Исходный текст |
Итак, что делать? Проклятый русский вопрос

И.Бродский. Вот вы спрашиваете меня, человека, который уже двадцать один год живет вне России, и теоретически его даже и спрашивать не надо уже хотя бы потому, что у него как бы нет по русской традиции и права об этих вещах рассуждать. Но я думаю, что это неверно. Дело в том, что моя степень, как бы сказать, отдаленности или отстраненности от того, что там происходит, – в ней есть определенное преимущество. А именно я могу на это смотреть, и, как мне кажется, я смотрю на это с определенной долей трезвости, то есть мое сознание, как бы сказать, не очень замутнено немедленными раздражителями. Это привилегия, разумеется. И это привилегированное положение. И человека, который такой привилегией обладает, в общем, можно и не слушать. Тем не менее я скажу то, что я думаю. Дело в том, что основная трагедия русской политической и общественной жизни заключается в колоссальном неуважении человека к человеку – в общем, если угодно, в презрении. Это обосновано до известной степени теми десятилетиями, если не столетиями, всеобщего унижения, когда на мир другого человека, в общем, смотришь как на вполне заменимую и случайную вещь. То есть он может быть тебе дорог, но, в конце концов, у тебя глубоко внутри запрятанное ощущение: "да кто он такой", "да кто ты такой" и так далее, и так далее. И я думаю даже, что вот за этим, как бы сказать, подозрением меня в отсутствии права тоже может стоять: "да кто он такой". И одним из выражений вот этого неуважения друг к другу являются именно вот эти самые шуточки и эта ирония, касающаяся… в общем, предметом которой является общественное устройство. То есть самым чудовищным последствием тоталитарной системы, которое у нас было и которое у нас царило, является именно полный цинизм, или, если угодно, полный нигилизм общественного сознания. И разумеется, это чрезвычайно, как бы сказать, и удовлетворительная вещь: это же приятно – пошутить, поскалить зубы. Но все это мне очень сильно не нравится.

Набоков покойный однажды сказал, когда ему стали рассказывать – это было в той ситуации, когда кто-то приехал из России и рассказывал ему русские анекдоты. Он смеялся, смеялся, смеялся, потом говорит: "Замечательные анекдоты, замечательные шутки, но все это мне напоминает шутки дворовых или рабов, которые издеваются над хозяином, в то время как сами они заняты тем, что чистят его стойло". И это положение, в котором мы оказались. И по-моему, было бы разумно попытаться несколько изменить общественную, как бы сказать… попытаться изменить общественный климат.

Задания |
**A)** Выпишите из исходного текста всё, начиная со слов «Набоков покойный однажды» и вплоть до слов «изменить общественный климат.».
**B)** Измените в записях строки от той, где стоит «Annotation objective: identify and box every palm», до той, где стоит «[18,305,77,343]», включительно: замените «identify and box» на «locate and outline», остальное оставьте как есть. Приведите только эти строки.

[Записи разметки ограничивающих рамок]

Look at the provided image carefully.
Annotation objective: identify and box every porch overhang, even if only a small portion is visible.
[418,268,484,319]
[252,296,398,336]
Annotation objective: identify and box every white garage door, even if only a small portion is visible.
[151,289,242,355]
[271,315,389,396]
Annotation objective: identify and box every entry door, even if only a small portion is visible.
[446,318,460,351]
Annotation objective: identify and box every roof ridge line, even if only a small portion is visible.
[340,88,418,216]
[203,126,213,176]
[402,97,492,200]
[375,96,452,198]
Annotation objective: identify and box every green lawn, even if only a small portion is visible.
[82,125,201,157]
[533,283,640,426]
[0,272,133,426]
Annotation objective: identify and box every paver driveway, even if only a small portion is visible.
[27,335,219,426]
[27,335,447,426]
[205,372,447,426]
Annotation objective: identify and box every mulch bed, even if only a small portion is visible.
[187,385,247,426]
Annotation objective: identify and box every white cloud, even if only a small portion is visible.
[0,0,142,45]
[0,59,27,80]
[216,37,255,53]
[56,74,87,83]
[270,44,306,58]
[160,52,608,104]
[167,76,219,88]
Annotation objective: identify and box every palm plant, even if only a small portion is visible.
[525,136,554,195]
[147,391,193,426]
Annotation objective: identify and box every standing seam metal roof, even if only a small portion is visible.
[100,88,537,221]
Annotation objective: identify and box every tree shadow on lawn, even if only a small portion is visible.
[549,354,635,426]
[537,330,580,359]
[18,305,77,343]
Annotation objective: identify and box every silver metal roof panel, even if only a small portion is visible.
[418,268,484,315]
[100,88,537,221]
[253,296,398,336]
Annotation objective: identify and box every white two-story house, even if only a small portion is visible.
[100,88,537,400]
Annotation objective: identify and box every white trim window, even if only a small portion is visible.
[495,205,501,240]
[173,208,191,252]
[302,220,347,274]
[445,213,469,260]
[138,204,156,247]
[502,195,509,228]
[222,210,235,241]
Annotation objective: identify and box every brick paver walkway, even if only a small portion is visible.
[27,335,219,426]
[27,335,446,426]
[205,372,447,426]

Ответы к заданиям |
**A)**
Набоков покойный однажды сказал, когда ему стали рассказывать – это было в той ситуации, когда кто-то приехал из России и рассказывал ему русские анекдоты. Он смеялся, смеялся, смеялся, потом говорит: "Замечательные анекдоты, замечательные шутки, но все это мне напоминает шутки дворовых или рабов, которые издеваются над хозяином, в то время как сами они заняты тем, что чистят его стойло". И это положение, в котором мы оказались. И по-моему, было бы разумно попытаться несколько изменить общественную, как бы сказать… попытаться изменить общественный климат.

**B)**
Annotation objective: locate and outline every palm plant, even if only a small portion is visible.
[525,136,554,195]
[147,391,193,426]
Annotation objective: locate and outline every standing seam metal roof, even if only a small portion is visible.
[100,88,537,221]
Annotation objective: locate and outline every tree shadow on lawn, even if only a small portion is visible.
[549,354,635,426]
[537,330,580,359]
[18,305,77,343]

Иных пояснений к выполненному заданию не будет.